Data extracts —

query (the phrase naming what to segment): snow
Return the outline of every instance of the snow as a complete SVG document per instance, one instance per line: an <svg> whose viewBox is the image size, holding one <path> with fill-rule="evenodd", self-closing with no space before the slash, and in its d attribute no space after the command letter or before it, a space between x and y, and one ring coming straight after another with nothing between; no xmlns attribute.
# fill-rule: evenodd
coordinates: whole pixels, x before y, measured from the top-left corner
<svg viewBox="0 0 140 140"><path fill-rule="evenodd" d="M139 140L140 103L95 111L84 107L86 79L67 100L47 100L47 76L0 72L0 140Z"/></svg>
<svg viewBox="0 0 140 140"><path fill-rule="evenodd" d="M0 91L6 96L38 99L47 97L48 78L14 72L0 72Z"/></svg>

Assignment — From the line containing "Return the outline" to the final line of the entries, print every line exactly and nothing else.

Exercise result —
Return the outline of every instance of the snow as a complete SVG document per instance, one instance per line: an <svg> whose viewBox is the image size, holding one <path> with fill-rule="evenodd", self-closing with no space before the slash, and in its d attribute no space after the command letter or before it, a space between x and y, and one ring coming straight after another with nothing between; no xmlns attribute.
# fill-rule: evenodd
coordinates: whole pixels, x before y, measured from the top-left corner
<svg viewBox="0 0 140 140"><path fill-rule="evenodd" d="M139 140L140 103L95 111L84 107L86 79L67 100L47 100L47 76L0 72L0 140Z"/></svg>
<svg viewBox="0 0 140 140"><path fill-rule="evenodd" d="M0 91L6 96L38 99L47 97L48 78L14 72L0 72Z"/></svg>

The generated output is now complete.